:: Data to examine ::
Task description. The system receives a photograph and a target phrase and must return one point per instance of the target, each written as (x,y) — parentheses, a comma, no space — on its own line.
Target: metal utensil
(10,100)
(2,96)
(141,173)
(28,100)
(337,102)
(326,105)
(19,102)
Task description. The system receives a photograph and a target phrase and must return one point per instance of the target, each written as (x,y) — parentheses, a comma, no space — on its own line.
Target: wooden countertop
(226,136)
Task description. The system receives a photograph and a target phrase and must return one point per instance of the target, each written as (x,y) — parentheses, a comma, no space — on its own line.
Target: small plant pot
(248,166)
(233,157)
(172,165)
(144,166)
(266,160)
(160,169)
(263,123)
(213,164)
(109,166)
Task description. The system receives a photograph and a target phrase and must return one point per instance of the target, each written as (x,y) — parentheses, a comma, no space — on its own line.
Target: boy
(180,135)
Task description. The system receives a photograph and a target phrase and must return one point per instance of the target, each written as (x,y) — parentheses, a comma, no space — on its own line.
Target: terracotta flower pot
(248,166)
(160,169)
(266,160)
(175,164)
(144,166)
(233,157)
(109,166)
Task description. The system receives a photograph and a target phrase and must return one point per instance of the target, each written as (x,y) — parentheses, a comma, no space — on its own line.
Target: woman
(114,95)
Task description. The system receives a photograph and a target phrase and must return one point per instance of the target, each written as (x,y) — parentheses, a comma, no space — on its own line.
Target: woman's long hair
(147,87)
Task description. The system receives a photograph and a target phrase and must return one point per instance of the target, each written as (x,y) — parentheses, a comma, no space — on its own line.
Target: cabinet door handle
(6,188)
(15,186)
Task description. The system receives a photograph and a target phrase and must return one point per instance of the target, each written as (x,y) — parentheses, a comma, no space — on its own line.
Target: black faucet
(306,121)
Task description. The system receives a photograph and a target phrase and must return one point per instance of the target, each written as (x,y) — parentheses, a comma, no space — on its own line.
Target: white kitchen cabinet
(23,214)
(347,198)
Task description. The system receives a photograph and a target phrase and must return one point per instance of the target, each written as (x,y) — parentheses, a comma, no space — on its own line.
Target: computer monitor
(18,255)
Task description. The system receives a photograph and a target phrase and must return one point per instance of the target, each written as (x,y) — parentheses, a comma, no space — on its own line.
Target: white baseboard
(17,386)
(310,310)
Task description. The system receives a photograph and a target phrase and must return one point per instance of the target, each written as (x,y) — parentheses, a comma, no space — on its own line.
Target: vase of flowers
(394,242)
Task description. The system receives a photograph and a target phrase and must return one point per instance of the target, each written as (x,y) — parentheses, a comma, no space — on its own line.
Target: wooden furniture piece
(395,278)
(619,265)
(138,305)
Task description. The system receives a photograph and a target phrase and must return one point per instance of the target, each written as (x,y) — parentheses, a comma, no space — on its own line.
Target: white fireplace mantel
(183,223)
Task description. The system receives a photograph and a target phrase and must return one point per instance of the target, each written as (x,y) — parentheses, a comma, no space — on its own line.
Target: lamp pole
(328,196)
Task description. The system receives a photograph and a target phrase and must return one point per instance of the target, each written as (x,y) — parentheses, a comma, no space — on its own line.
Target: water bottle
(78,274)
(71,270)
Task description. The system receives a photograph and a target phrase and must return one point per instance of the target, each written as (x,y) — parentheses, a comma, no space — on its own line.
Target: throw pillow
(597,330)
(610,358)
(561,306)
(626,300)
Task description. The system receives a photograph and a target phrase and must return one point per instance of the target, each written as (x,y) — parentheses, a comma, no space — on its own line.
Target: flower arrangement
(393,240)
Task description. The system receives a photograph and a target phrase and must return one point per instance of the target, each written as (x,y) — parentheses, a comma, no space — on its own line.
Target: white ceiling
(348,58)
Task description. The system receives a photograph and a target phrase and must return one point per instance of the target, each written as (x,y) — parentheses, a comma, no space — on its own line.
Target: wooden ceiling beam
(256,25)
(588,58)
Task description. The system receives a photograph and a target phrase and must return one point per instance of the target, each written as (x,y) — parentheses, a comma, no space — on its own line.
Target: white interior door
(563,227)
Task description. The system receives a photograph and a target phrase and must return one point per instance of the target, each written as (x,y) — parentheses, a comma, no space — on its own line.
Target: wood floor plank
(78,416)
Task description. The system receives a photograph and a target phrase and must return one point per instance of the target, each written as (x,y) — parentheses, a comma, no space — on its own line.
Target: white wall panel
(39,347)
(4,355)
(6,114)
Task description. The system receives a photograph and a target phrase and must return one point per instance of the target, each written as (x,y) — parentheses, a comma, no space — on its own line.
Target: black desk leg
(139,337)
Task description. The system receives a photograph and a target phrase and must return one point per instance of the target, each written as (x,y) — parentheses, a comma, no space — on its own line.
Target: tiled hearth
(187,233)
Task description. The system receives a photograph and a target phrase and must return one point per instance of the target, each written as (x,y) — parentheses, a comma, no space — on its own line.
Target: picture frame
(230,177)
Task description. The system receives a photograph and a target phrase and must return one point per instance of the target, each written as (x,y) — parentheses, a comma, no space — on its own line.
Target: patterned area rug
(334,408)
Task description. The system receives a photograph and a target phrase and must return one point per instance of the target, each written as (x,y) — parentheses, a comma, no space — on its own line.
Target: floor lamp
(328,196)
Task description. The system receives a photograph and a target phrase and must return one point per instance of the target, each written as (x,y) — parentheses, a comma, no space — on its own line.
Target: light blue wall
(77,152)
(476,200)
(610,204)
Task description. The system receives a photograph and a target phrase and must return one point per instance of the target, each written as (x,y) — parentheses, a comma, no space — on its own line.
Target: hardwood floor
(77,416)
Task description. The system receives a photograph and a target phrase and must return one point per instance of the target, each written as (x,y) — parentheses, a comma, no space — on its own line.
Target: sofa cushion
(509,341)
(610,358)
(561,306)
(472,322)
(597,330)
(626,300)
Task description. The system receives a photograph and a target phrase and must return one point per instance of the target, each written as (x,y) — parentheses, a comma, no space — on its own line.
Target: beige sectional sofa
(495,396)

:: Problem requirements ::
Transcribe all records exactly as written.

:: Response to the exercise ::
Task description. The system receives a photograph and a target phrase and must return one point per instance of the target, each written as (x,y) — parentheses, a comma, no space — on its own line.
Target: metal utensil
(10,100)
(2,96)
(141,173)
(28,100)
(337,102)
(326,105)
(19,102)
Task description. The system receives a photograph and a target phrase and must return one point per instance of the target, each written as (x,y) — parentheses, a comma, no space — on its own line.
Target: wooden countertop
(226,136)
Task description. The system receives a photograph and a target phrase and must return one point per instance of the target, each written as (x,y) — parentheses, a comma, no space — on its own line.
Target: small plant pot
(248,166)
(233,157)
(172,165)
(144,166)
(266,160)
(160,169)
(263,123)
(213,164)
(109,166)
Task description. The system receives a photograph and a target phrase and must return one point per instance of the target, each written as (x,y) — parentheses, a comma, no space — on its own line.
Target: boy
(180,135)
Task description. The system receives a photograph and a target phrase and must return one point per instance of the target, each written as (x,y) — parentheses, a comma, no space — on its own line.
Target: terracotta flower pot
(248,166)
(160,169)
(266,160)
(175,164)
(144,166)
(233,157)
(109,166)
Task description. The system receives a photograph and a target phrase and must return one point per instance of the target, each written as (x,y) — parentheses, a comma, no space — on its own line.
Target: woman
(114,95)
Task description. The system receives a photograph and a target phrase and must return one point per instance of the target, each written as (x,y) — parentheses, a comma, no space — on its own line.
Target: woman's long hair
(147,87)
Task description. The system receives a photograph and a target phrase and must return one point per instance of the target, each written as (x,y) — parentheses, a comma, no space — on its own line.
Target: cabinet door handle
(6,188)
(15,186)
Task description. The system receives a photograph and a target phrase and must return one point per instance of the target, each written as (x,y) — parentheses, a comma, no space — on its own line.
Target: black faucet
(306,121)
Task description. The system receives a photograph and a target phrase and must return one point per instance of the target, each written as (x,y) — parentheses, a comma, no space — on its own line.
Target: white kitchen cabinet
(23,214)
(347,198)
Task description. The system receives a photograph and a target phrase and must return one point per instance of the target, each written as (x,y) — parentheses, a comma, no space — on its own line.
Target: computer monitor
(18,255)
Task description. The system receives a photograph and a target phrase and must return one point per instance of the target, each written as (x,y) — parentheses, a comma, no space — on its own line.
Target: white baseboard
(17,386)
(310,310)
Task description. The system receives a photograph and a target phrase and must return one point per instance of the target, each written as (x,y) — parentheses, a comma, no space — on its own line.
Target: vase of flowers
(394,242)
Task description. The system receives a photograph and a target phrase and must return one point per instance of the target, each written as (x,y) — parentheses, a comma, no space — on its own line.
Target: wooden furniture piece
(395,278)
(619,265)
(138,305)
Task description. The system receives a photograph and a target phrase and must return one point per instance of the target, each written as (x,y) — parentheses, a comma, no space — on its own line.
Target: white fireplace mantel
(183,223)
Task description. The system receives a photograph and a target phrase and must return one point per instance of the target, each written as (x,y) — parentheses, a comma, no space — on its own line.
Target: lamp pole
(328,196)
Task description. The system receives a photograph and a target phrase and must return one point per instance of the target, each written as (x,y) — parentheses, a comma, no space — on its own line.
Target: water bottle
(78,274)
(71,270)
Task description. The system receives a photograph and a target phrase and must return one point per instance of the target, each written as (x,y) — parentheses, a comma, no space — on its own line.
Target: throw pillow
(597,330)
(610,358)
(561,306)
(626,300)
Task description. The system receives a photograph and a target phrase and must return one point per instance of the target, each written as (x,y) — parentheses, a comma, no space — on its own line.
Target: flower arrangement
(393,240)
Task description. The system receives a photograph and a target phrase and must return one point per instance of the target, each written as (x,y) — parentheses, a comma, no space — on its own line.
Target: white ceiling
(348,58)
Task description. The system receives a photograph and a target phrase and must return one point per instance of the target, each written as (x,y) — parentheses, a comma, no space — on its own line.
Target: wooden ceiling beam
(256,25)
(588,58)
Task description. The system receives a photograph and a target phrase and must return one point per instance of the target, each written as (x,y) — parentheses, a comma, no space — on its own line.
Target: white interior door
(563,227)
Task description. The system receives a photograph and a target phrase and must return one point per instance of the target, each written as (x,y) — parentheses, a comma, no space — on its own line.
Target: wood floor plank
(78,416)
Task description. The system receives a photograph and a target phrase and must return one point per instance of the target, each written as (x,y) — parentheses, a comma, no space — on its own line.
Target: white wall panel
(39,347)
(4,355)
(6,114)
Task description. The system receives a photograph and a target phrase and must return one point per instance of the target, each written as (x,y) — parentheses, a comma, no space — on its own line.
Target: black desk leg
(139,337)
Task description. The system receives a photograph and a target phrase and must return one point per instance of the target, each written as (x,y) — parentheses, a comma, no space — on its own line.
Target: tiled hearth
(187,233)
Task description. The system receives a photograph and a target phrase and must return one point per instance of the target, each written as (x,y) — parentheses, a comma, no space — on its own line.
Target: picture frame
(230,177)
Task description. The system receives a photograph and a target phrase and must return one point per instance of the target, each written as (x,y) — parentheses, a comma, no space — on its own line.
Target: patterned area rug
(334,408)
Task description. The system receives a photograph and a target phrase and must return one point per instance of the target, each written as (x,y) — parentheses, a comma, no space — on its own line.
Target: floor lamp
(328,196)
Task description. The system receives a photograph and a target phrase and must return one point per instance of the target, each written as (x,y) — parentheses, a comma, no space — on its own line.
Target: light blue wall
(77,152)
(476,200)
(610,204)
Task description. The system receives a photograph and a target phrase and must return one point per instance of the target, each written as (x,y) — parentheses, a comma, no space — on its own line.
Target: hardwood floor
(77,416)
Task description. The system receives a photograph and a target phrase and must return one point per instance of the target, each written as (x,y) — parentheses, a comma, no space — on its own line.
Target: sofa cushion
(509,341)
(610,358)
(561,306)
(472,322)
(597,330)
(626,300)
Task description. The system receives a photograph and a target phrase and must return one point per instance of the target, each written as (x,y) — parentheses, a comma, no space — on its own line.
Target: beige sectional sofa
(495,396)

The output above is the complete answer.